Request → Rewrite the material from the line with "I need to find the bench" to the line with "(260, 224), (362, 365)", changing "Whereabouts" to "Where" and keeping everything else the same.

--- start of Supplied entries ---

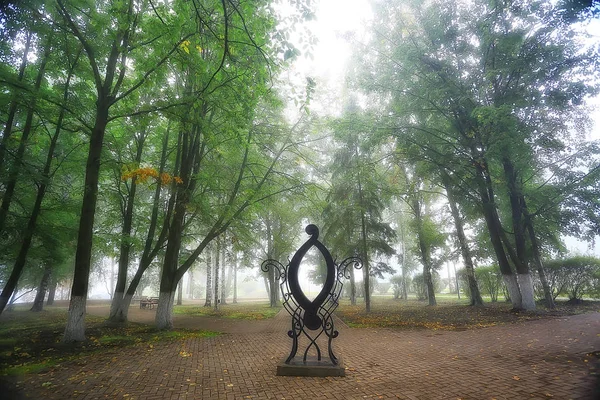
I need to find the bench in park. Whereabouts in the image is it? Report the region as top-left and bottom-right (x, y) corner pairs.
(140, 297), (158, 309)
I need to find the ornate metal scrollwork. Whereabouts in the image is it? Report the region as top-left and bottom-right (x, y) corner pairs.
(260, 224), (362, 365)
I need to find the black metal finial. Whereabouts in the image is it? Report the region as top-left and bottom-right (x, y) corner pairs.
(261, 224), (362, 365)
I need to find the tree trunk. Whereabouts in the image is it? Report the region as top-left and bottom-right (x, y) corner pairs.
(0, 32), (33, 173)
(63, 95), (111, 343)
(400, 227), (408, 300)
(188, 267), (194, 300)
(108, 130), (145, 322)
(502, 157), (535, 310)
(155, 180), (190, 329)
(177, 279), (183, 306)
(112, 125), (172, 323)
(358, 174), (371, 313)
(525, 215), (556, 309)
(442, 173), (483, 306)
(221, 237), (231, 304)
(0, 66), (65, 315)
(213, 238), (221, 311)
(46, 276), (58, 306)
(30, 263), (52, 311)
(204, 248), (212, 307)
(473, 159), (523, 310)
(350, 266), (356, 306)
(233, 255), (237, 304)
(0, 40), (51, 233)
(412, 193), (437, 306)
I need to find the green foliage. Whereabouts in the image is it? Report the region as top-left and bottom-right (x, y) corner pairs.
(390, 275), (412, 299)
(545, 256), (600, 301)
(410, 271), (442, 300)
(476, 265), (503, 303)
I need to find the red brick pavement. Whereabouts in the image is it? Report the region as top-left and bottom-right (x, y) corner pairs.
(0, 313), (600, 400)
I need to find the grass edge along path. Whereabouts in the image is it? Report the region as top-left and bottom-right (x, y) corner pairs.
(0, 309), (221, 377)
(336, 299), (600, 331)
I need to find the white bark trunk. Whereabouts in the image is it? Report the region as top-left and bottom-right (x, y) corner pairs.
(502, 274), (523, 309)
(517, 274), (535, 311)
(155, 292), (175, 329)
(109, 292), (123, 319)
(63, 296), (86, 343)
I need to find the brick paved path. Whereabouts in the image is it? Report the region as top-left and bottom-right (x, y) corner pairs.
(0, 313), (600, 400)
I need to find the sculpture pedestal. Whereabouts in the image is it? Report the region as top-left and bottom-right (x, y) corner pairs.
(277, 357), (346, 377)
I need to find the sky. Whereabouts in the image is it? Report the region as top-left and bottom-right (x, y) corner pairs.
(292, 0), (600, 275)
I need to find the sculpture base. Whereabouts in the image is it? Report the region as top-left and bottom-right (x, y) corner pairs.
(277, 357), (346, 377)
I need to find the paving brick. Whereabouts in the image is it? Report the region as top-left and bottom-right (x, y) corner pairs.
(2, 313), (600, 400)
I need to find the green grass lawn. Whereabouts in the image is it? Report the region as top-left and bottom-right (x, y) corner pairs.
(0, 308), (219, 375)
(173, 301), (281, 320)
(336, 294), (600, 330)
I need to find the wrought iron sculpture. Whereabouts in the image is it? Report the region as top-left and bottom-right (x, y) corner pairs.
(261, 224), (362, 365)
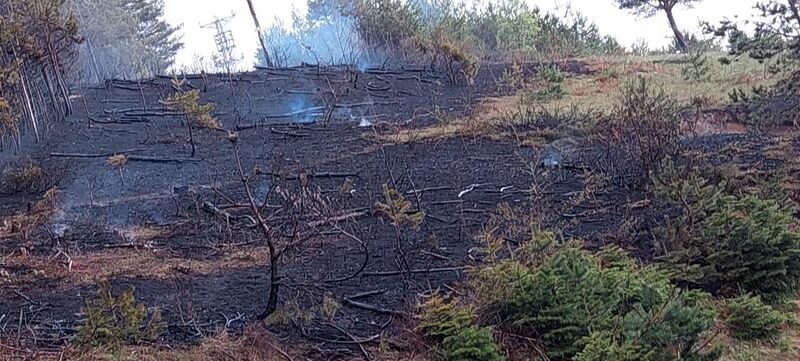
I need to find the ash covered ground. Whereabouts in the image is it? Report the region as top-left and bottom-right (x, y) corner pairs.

--- end of Supplied entries ---
--- start of Supplied entries ---

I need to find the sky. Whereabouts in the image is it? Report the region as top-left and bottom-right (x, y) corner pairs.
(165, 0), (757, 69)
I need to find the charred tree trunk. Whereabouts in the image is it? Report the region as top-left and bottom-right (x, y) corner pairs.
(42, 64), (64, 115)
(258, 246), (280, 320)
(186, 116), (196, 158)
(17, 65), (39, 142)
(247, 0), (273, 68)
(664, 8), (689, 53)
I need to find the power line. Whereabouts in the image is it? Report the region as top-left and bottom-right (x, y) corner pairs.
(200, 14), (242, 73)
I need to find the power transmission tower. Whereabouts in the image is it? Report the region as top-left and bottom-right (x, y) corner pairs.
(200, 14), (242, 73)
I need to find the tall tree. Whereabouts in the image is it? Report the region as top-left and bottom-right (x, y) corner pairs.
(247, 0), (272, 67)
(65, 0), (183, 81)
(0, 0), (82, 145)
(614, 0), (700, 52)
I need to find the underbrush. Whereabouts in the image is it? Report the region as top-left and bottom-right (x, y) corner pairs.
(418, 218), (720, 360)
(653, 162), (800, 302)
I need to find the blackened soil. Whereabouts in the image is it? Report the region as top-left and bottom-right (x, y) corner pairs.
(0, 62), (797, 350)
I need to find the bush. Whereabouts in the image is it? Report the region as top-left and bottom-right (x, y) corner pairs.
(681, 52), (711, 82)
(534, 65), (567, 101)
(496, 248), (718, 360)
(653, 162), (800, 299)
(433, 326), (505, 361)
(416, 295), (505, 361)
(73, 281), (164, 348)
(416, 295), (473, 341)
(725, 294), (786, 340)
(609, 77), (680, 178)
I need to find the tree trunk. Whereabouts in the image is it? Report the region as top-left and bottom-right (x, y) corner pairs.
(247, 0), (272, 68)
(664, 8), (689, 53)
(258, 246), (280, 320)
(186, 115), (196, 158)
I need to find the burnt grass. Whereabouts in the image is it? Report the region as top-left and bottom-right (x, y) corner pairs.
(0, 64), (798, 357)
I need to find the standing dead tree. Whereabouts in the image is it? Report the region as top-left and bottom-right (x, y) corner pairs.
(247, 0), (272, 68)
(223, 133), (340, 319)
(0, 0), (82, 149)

--- end of Supplied entries ---

Exercise result →
I need to find the bench in park. Where in the image is it? Report the region as top-left and bottom-right (x, y) corner pairs.
(140, 297), (158, 309)
I need to find the ornate metal scrollwork. Where in the image is it? Report the region as top-left and bottom-right (x, y) corner pairs.
(260, 224), (362, 365)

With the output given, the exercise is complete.